Prompt: Rewrite the stretch of records from the line containing "Analyze the image provided and locate where the mountain" through the end of the records, requests included. Offset every coordinate in the answers by adding 4.

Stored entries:

○ ○ ○ ○ ○

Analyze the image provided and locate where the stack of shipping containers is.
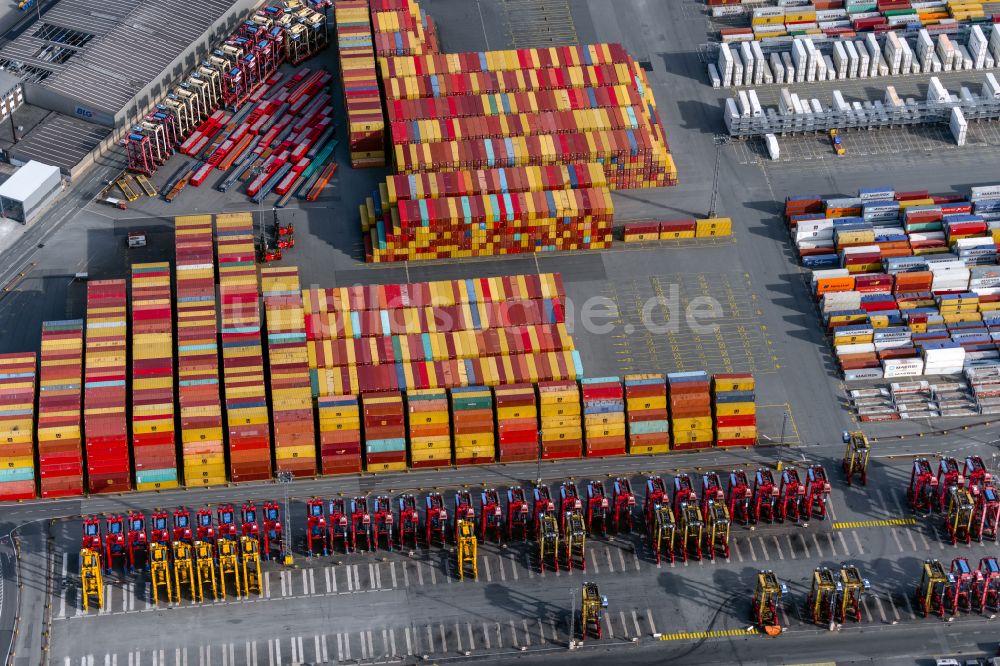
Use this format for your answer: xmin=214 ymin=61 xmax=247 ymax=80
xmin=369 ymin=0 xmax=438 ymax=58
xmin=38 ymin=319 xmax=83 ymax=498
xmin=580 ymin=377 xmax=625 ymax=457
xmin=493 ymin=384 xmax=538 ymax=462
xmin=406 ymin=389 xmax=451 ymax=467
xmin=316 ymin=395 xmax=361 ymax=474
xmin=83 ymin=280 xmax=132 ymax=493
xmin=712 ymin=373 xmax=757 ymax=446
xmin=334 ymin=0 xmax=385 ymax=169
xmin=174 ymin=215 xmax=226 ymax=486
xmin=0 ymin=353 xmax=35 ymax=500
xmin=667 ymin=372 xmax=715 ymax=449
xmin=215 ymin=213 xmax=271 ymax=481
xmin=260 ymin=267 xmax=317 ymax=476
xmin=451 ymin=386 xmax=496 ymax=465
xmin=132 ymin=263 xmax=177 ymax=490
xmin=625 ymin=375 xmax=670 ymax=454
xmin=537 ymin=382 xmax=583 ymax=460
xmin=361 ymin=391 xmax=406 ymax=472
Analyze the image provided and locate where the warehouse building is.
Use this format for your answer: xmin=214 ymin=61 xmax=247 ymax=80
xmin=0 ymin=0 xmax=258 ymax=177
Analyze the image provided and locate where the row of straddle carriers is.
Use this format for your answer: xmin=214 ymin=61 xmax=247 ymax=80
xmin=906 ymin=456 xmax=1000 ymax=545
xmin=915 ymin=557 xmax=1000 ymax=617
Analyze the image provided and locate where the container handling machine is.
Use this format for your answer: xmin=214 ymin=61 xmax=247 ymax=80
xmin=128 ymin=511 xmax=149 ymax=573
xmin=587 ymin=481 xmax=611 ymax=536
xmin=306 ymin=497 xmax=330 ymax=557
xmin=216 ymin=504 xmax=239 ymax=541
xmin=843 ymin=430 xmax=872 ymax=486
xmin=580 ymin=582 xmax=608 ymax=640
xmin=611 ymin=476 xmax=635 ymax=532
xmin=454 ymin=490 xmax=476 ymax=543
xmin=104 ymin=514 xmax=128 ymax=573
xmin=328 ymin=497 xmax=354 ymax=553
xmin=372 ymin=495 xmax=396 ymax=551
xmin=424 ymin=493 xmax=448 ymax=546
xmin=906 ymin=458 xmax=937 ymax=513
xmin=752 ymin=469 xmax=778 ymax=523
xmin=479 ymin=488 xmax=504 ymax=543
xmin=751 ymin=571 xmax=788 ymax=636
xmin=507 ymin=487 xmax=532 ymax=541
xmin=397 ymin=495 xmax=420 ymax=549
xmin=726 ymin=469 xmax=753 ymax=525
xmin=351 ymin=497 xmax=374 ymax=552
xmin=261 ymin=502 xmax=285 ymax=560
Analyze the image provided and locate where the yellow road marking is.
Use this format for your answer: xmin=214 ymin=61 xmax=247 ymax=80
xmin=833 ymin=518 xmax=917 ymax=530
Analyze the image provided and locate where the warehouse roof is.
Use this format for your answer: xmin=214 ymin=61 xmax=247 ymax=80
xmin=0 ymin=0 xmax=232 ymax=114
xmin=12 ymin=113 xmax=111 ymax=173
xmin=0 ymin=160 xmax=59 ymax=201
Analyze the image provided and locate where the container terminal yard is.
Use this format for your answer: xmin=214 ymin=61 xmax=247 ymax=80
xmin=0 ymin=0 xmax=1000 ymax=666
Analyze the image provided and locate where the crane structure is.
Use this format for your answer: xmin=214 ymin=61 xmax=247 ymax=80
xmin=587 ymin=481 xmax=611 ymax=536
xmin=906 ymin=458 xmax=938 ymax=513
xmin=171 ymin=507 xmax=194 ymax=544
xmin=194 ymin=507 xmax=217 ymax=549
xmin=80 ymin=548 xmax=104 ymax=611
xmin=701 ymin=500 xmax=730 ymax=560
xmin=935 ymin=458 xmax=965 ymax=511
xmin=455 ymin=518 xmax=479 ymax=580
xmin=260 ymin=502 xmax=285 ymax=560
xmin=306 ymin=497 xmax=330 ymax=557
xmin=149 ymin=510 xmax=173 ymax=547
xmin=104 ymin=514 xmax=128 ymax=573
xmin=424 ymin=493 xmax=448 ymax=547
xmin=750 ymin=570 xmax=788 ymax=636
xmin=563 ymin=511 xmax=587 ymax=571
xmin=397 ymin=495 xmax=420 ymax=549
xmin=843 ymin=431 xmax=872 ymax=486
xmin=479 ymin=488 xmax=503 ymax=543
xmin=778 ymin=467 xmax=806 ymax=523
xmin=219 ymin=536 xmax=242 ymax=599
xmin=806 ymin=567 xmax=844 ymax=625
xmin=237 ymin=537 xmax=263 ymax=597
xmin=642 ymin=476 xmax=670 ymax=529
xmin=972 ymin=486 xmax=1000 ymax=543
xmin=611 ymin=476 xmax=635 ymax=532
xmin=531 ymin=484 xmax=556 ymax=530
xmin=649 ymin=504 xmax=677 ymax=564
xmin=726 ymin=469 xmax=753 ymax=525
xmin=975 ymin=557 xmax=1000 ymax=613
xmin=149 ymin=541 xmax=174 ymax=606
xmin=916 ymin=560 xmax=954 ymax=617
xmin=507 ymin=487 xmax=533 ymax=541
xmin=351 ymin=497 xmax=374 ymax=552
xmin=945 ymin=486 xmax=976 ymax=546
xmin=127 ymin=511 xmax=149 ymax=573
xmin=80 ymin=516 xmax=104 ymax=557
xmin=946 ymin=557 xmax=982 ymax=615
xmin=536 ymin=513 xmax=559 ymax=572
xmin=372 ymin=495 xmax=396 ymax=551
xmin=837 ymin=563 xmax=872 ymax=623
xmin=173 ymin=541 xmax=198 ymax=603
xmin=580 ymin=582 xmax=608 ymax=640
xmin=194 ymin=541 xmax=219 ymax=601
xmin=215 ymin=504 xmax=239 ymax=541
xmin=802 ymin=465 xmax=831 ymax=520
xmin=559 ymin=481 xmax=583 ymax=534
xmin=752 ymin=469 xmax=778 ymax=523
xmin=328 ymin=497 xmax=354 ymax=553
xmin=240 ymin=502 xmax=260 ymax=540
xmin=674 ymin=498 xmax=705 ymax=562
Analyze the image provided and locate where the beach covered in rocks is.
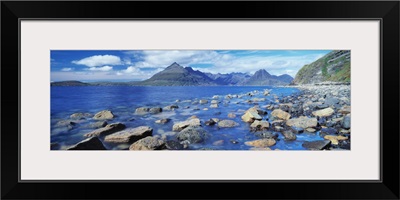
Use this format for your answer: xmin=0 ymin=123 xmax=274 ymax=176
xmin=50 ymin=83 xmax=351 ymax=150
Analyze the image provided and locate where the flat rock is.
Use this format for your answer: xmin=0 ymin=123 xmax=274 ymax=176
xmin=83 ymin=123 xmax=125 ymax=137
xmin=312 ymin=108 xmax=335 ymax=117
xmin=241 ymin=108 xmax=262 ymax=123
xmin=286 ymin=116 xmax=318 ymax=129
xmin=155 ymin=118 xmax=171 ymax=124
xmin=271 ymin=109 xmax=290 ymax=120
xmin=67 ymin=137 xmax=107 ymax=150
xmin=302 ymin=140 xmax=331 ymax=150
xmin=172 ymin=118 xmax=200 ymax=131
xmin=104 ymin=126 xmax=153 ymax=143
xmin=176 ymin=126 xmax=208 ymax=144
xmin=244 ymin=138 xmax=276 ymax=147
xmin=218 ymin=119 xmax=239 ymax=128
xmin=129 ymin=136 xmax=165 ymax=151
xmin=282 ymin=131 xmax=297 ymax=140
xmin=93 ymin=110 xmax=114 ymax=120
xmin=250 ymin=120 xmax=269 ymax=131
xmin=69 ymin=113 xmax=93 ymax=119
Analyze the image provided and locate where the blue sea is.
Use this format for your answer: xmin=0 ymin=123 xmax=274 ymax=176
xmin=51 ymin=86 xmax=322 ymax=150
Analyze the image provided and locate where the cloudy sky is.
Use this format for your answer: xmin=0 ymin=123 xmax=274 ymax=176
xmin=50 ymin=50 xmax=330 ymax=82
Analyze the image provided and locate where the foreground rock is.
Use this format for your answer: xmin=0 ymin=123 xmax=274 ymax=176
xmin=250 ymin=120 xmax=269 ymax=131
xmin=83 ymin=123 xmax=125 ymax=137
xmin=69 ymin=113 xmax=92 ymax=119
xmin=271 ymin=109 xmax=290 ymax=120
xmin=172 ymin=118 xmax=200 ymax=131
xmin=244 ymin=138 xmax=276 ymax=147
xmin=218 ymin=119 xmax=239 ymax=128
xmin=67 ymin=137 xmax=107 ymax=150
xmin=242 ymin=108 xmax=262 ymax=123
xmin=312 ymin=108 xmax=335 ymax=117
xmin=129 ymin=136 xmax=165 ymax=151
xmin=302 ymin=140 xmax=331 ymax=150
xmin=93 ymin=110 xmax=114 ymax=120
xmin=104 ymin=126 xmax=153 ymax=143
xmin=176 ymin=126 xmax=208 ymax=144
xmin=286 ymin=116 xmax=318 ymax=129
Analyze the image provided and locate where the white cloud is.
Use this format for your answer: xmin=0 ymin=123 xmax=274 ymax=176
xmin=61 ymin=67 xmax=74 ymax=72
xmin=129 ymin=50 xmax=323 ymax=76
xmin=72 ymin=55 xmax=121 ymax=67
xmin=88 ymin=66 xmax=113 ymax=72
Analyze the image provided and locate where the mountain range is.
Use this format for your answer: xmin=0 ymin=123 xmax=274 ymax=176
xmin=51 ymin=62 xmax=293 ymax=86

○ ○ ○ ○ ○

Solution:
Analyze the image provided and locate where the mountain range is.
Use this format for your answer: xmin=0 ymin=123 xmax=274 ymax=176
xmin=55 ymin=66 xmax=297 ymax=90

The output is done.